[Source document]:
══════════
For a potential asymmetric effect of liabilities on the holdings of risky assets, the analysis differentiates between current and non-current liabilities. Again, the squares of current and non-current liabilities are added to detect any non-linear effects of these variables on the dependent variables. This follows the procedure in Rosen and Wu (2004) and Edwards (2008).

3.2.3.3 Remaining Control Variables

The remaining control variables are mainly demographic variables. These variables are conventional in the literature on explaining portfolio behavior, on US and European data (Bertaut and Starr-McCluer, 2002; Carroll, 2002). The inclusion of these demographic variables can be justified by their association with preferences for risk, and thus the holdings of risky assets, and an individual’s health condition. Issues of a third variable bias are mitigated by the addition of control variables that affect simultaneously health and the holdings of risky assets.
══════════
[Extracted records]:

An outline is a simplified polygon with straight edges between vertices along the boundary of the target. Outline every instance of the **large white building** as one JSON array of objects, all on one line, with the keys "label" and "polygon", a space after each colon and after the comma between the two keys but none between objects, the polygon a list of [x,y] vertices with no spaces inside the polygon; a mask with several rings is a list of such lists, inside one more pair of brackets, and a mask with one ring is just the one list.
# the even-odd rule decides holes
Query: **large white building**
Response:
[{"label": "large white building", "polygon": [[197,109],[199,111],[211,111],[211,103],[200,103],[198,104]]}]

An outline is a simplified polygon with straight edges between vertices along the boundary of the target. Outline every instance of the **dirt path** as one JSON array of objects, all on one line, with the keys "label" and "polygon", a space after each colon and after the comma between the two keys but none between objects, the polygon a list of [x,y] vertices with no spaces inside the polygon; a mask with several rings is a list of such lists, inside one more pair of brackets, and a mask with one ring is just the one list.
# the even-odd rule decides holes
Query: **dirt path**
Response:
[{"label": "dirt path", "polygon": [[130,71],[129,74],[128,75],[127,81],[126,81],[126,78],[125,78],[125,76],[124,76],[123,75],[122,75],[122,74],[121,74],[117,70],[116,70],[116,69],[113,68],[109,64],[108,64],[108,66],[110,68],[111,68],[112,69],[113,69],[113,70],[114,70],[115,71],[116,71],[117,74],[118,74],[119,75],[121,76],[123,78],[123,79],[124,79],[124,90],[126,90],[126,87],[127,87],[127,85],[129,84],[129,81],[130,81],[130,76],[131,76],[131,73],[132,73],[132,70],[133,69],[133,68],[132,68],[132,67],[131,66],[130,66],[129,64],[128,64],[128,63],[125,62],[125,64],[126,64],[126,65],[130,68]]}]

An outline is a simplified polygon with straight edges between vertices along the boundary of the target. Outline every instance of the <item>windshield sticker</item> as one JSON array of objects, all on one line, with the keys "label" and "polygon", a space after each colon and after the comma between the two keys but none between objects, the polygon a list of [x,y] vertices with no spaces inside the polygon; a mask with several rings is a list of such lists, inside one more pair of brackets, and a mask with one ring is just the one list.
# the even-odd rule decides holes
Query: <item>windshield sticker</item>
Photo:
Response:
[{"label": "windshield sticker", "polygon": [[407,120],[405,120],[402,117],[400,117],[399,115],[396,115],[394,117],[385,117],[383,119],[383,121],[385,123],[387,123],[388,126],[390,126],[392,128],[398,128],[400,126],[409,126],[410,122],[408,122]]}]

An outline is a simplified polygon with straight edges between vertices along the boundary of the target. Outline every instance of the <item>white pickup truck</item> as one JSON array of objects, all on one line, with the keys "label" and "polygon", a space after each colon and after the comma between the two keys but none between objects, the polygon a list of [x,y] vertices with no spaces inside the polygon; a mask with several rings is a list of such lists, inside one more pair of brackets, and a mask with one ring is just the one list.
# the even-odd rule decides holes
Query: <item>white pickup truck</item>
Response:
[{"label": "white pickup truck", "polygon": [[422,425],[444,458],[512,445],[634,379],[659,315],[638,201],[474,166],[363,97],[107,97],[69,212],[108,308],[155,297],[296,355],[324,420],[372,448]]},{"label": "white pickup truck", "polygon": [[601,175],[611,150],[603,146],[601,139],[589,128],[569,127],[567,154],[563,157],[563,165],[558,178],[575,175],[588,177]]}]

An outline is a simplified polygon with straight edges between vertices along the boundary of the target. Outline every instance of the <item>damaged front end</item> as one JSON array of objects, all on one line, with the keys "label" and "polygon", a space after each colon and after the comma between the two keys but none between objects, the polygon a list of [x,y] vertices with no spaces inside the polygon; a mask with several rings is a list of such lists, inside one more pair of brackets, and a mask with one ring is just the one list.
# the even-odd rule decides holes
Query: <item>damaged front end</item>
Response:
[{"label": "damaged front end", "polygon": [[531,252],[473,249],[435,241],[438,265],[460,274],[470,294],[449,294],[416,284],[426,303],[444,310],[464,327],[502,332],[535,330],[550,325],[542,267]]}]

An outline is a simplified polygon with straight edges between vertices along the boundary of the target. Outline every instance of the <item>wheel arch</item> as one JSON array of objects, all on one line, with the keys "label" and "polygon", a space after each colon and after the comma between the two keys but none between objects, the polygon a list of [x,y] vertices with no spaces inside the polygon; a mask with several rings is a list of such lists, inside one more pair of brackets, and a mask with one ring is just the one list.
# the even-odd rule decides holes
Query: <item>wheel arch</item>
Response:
══════════
[Written task 1]:
Answer these about the passage on risky asset holdings:
(a) Which two kinds of liabilities does the analysis differentiate between?
(b) Whose procedure does adding the squared liability terms follow?
(c) What kind of variables are the remaining control variables mainly?
[Written task 2]: Resume the passage on risky asset holdings and control variables after its last sentence.
The records have no connection to the passage on risky asset holdings.

[Exercise output 1]:
(a) Current and non-current liabilities.
(b) Rosen and Wu (2004) and Edwards (2008).
(c) Demographic variables.

[Exercise output 2]:
Although the direction of the relationship between age and risk appetite is disputed, there is a consensus that a relation between age and risk appetite exists (Morin and Suarez, 1983). It is evident that health and age are related, generally when an individual ages, his or her health deteriorates (Deeks et al., 2009). The square of age is included to detect and non-linear effects of age on the holdings of risky assets.

Gender is included, which equals one for men and zero for women. The relation between gender and risk appetite is well embedded in the literature (Böheim and Lackner, 2015). Although, the direction of gender and health is unclear, it is evident that health and gender are related (McDonough and Walters, 2001). For this reason, gender is controlled for.

Whether a respondent lives together with a partner is included, as a significant effect of relationship status on the risk level of the portfolio is found in Rosen and Wu (2004). A large amount of literature on relationship status, health and health behavior indicates that marriage conveys health benefits (Fuller, 2010).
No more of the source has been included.